DATOS DEL EJERCICIO:

▶

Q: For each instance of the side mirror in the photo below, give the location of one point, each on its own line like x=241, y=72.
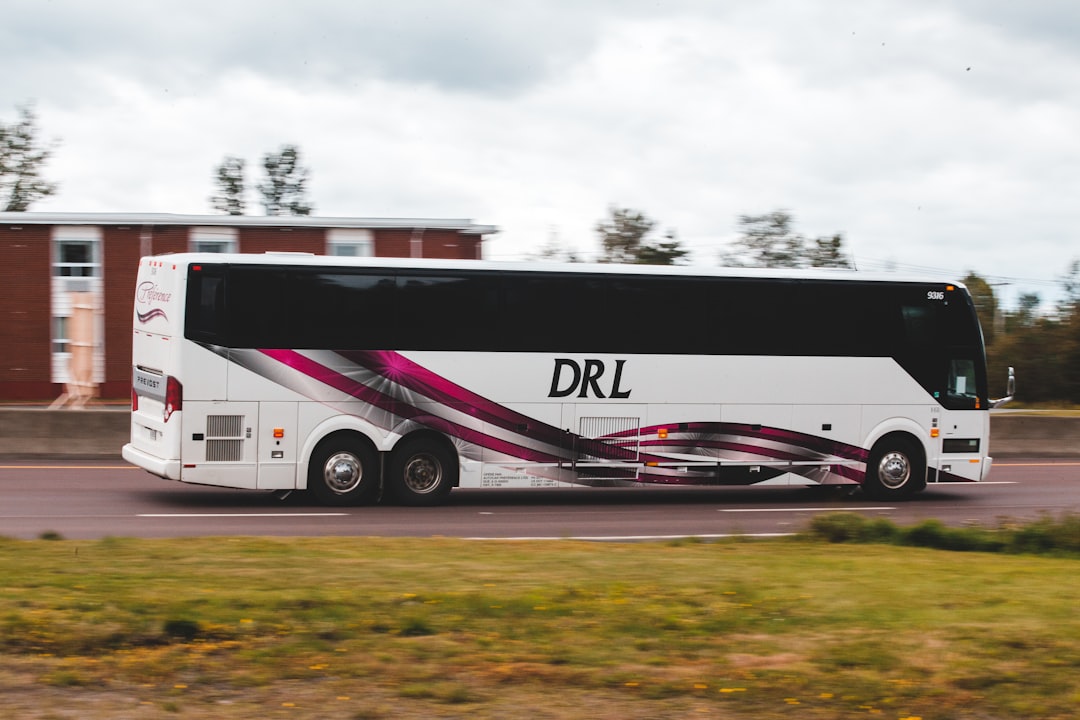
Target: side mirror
x=1010, y=390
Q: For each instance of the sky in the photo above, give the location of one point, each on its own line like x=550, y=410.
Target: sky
x=936, y=136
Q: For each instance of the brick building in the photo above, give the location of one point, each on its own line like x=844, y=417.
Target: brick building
x=63, y=272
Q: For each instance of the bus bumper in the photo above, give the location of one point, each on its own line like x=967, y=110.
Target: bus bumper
x=166, y=469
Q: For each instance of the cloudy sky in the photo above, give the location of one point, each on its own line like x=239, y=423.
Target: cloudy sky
x=935, y=135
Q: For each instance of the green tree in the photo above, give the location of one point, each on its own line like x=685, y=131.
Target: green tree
x=621, y=235
x=623, y=240
x=22, y=157
x=769, y=241
x=662, y=253
x=986, y=304
x=229, y=177
x=284, y=190
x=828, y=253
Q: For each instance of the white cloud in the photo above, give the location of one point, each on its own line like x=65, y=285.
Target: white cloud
x=937, y=135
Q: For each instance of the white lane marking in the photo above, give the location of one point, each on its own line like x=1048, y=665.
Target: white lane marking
x=798, y=510
x=200, y=515
x=619, y=539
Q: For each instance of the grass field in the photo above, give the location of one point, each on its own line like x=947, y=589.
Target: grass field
x=358, y=628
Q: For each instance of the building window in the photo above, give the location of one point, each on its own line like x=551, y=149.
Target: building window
x=350, y=242
x=213, y=240
x=78, y=322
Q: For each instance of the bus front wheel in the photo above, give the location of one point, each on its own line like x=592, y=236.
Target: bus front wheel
x=895, y=470
x=343, y=471
x=422, y=472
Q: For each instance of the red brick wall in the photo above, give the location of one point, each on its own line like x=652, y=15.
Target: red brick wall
x=120, y=267
x=392, y=243
x=25, y=311
x=165, y=239
x=448, y=244
x=442, y=244
x=278, y=240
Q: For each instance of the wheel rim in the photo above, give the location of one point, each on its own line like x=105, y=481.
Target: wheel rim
x=342, y=473
x=423, y=473
x=894, y=470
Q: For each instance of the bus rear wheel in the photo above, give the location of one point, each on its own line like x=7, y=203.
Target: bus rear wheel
x=895, y=470
x=422, y=473
x=343, y=471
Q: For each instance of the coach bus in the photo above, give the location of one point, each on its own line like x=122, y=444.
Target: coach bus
x=361, y=379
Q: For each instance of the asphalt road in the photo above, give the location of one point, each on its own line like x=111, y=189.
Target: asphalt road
x=91, y=501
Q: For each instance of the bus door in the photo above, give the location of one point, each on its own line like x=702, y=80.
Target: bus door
x=604, y=440
x=963, y=423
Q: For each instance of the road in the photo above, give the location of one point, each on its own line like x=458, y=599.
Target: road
x=92, y=501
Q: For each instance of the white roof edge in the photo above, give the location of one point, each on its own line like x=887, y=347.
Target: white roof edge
x=544, y=266
x=464, y=226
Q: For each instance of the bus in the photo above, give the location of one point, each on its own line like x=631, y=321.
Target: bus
x=369, y=379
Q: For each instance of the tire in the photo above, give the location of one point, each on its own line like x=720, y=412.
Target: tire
x=895, y=470
x=422, y=472
x=343, y=471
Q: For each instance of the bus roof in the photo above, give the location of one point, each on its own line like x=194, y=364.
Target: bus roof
x=307, y=259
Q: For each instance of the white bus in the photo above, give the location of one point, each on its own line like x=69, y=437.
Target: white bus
x=360, y=379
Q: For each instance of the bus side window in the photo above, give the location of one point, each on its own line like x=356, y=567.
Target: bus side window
x=205, y=311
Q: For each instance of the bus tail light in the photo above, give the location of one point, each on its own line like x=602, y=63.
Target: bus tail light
x=174, y=396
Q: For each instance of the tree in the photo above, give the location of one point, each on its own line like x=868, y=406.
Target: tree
x=622, y=234
x=229, y=177
x=284, y=190
x=553, y=250
x=768, y=241
x=662, y=253
x=828, y=253
x=986, y=304
x=623, y=240
x=22, y=157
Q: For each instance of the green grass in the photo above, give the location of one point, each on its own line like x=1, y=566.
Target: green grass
x=418, y=628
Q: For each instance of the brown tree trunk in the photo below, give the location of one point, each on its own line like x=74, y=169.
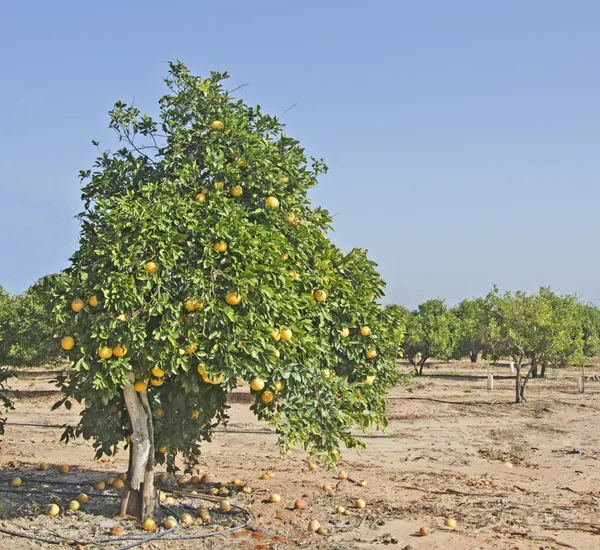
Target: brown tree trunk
x=518, y=383
x=422, y=362
x=139, y=497
x=534, y=373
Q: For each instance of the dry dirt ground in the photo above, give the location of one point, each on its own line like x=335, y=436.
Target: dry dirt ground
x=521, y=477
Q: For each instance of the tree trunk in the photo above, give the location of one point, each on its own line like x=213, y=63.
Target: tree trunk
x=139, y=496
x=534, y=373
x=518, y=382
x=522, y=384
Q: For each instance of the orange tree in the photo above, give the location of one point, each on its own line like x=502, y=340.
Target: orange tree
x=201, y=262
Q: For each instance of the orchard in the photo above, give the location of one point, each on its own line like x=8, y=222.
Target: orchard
x=202, y=262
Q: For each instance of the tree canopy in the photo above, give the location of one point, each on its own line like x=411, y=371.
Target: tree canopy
x=201, y=261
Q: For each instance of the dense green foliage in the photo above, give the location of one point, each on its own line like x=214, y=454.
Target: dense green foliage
x=168, y=200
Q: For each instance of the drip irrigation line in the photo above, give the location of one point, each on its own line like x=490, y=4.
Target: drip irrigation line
x=225, y=431
x=138, y=539
x=151, y=538
x=67, y=493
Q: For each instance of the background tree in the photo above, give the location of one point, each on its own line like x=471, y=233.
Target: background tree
x=201, y=261
x=589, y=320
x=26, y=326
x=471, y=327
x=429, y=333
x=538, y=328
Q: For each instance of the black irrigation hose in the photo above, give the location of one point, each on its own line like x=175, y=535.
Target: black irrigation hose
x=148, y=539
x=139, y=539
x=37, y=491
x=225, y=431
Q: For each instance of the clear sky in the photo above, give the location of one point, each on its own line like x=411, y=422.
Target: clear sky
x=463, y=137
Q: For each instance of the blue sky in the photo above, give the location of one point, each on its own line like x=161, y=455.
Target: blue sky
x=463, y=137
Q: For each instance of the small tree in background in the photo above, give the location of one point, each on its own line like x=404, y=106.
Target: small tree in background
x=589, y=319
x=430, y=332
x=471, y=328
x=26, y=326
x=201, y=261
x=539, y=328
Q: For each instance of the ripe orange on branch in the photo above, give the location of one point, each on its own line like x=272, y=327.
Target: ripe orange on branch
x=105, y=352
x=67, y=343
x=233, y=298
x=77, y=305
x=151, y=267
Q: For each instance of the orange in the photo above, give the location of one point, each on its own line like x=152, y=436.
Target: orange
x=52, y=510
x=67, y=343
x=233, y=298
x=267, y=396
x=150, y=267
x=77, y=305
x=190, y=349
x=320, y=295
x=105, y=352
x=272, y=202
x=213, y=381
x=119, y=351
x=286, y=334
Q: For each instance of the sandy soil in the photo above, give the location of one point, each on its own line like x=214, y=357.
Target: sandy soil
x=523, y=477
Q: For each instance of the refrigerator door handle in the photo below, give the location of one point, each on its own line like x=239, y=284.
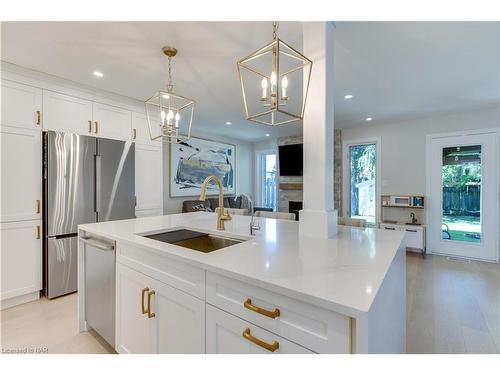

◀

Cuenta las líneas de los datos que contienen la cadena "drip". Indica solo el número.

RESPUESTA A CONTINUACIÓN: 2